**Pointing and labeling entries**
★ ★ ★ ★ ★ ★ ★
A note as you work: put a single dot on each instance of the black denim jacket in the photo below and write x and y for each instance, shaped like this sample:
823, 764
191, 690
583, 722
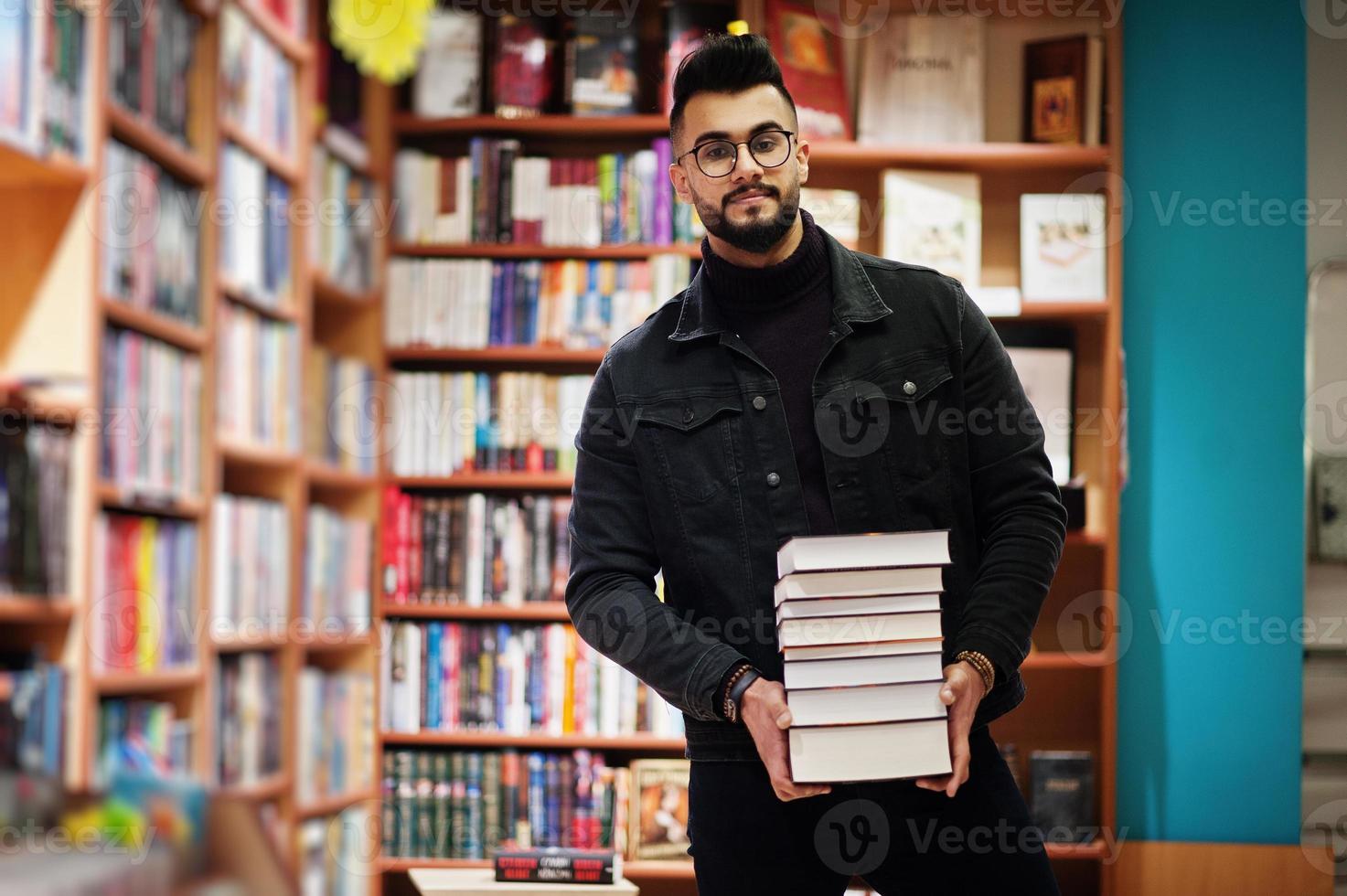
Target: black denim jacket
686, 466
★ ★ ★ ★ ★ ★ ★
**WHAT THE EXERCISE ASKS**
Copy the lines above word for word, leaving out the pictures.

**RESPONSE**
A note as you work: put a single dot on each instance of the black denim jacket in the photo below and write x and y for each instance, shaped like this sample:
823, 764
191, 690
583, 722
Target: black denim jacket
686, 466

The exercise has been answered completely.